Documento>
______
Blanco: color de los santos y los ángeles, del bautismo. Expresa pureza, santidad, luz, fiesta.

Morado: duelo (negro) + fuego (rojo) = pena + amor = Adviento y Cuaresma = la pena de no tener aún al Niño + el amor por su inminente Nacimiento = pena del desierto y de la agonía + amor al Crucificado. “Penas es el traje de amadores.”

Verde: naturaleza, tiempo ordinario (no aburrido, sino el de la novedad q recomienza cada día, el diario reinicio de la Creación. Cada domingo, constante rememoria del Señor que vendrá: color de la esperanza. 

Rojo: sangre + fuego = mártires, Santa Cruz, Domingo de Ramos, Viernes Santo, Pentecostés (efusión del Amor), Confirmación, funerales de los Papas. 

Negro: tristeza y abatimiento, ahora sustituido por el violeta en Adviento y Cuaresma, puede seguir usándose en las Misas de difuntos. 

Rosa = morado dulcificado: tercer domingo de Adviento y cuarto de Cuaresma = pequeño respiro en tiempos penitenciales: Gaudete, Laetare: las penitencias no son fin, sino medio para experimentar las alegrías venideras.
______
Segmento de datos>
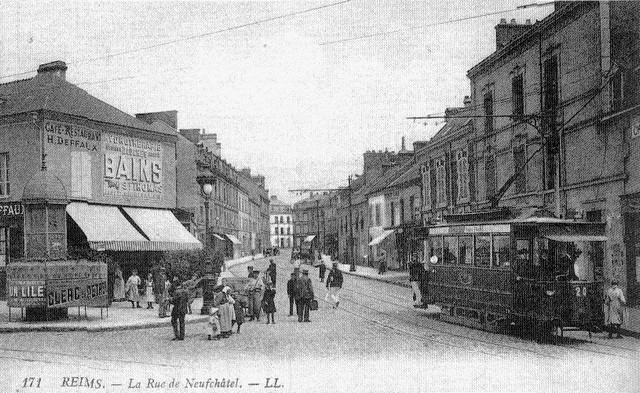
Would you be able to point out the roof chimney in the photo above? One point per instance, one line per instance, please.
(507, 32)
(56, 68)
______
Tareas del ejercicio>
1) Según el texto sobre los colores litúrgicos, ¿en qué domingos se emplea el color rosa?
2) Indique si cada afirmación concuerda con el texto sobre los colores litúrgicos, citando literalmente las palabras que lo deciden: (a) El negro puede seguir usándose en las Misas de difuntos. (b) El verde corresponde al tiempo ordinario. (c) El blanco se asocia con los funerales de los Papas.
3) Prosiga el texto sobre los colores litúrgicos a partir de su última frase.
No es necesario consultar las líneas.

Respuestas esperadas>
1) En el tercer domingo de Adviento y en el cuarto de Cuaresma.

2)
(a) Sí: "puede seguir usándose en las Misas de difuntos".
(b) Sí: "Verde: naturaleza, tiempo ordinario".
(c) No: "Rojo: sangre + fuego = mártires, Santa Cruz, Domingo de Ramos, Viernes Santo, Pentecostés (efusión del Amor), Confirmación, funerales de los Papas."

3)
Azul: sólo una vez: en la fiesta de la Inmaculada Concepción = lo ideal, lo etéreo, lo infinito, la serenidad del cielo sin nubes, la amplitud donde se mueven los astros. Es el color de la majestad y del poder, y el color de fondo de la santidad, de lo irrepresentable, que aparece cuando nada se interpone en el horizonte y la vista se pierde en el infinito. 


Crear un espacio vital sagrado: silencio y recogimiento interior

    Llegar con antelación, para prepararse in situ y recogernos interiormente: llegar al menos 5 o 10 minutos antes: como haríamos en cualquier gran evento: éste es el mayor posible. 

    Silencio: el silencio exterior es el guardián del interior: desde unos minutos antes de comenzar la Misa. Silencio activo = disposición interior de alerta y anhelo: un torrente subterráneo que no se advierte en la superficie.

“La vida litúrgica comienza con la vivencia del silencio”. Sin silencio todo deja de ser importante: “es el primer requisito de toda acción sagrada” (Guardini). Es la primera forma de aceptar que se está ante lo Inefable.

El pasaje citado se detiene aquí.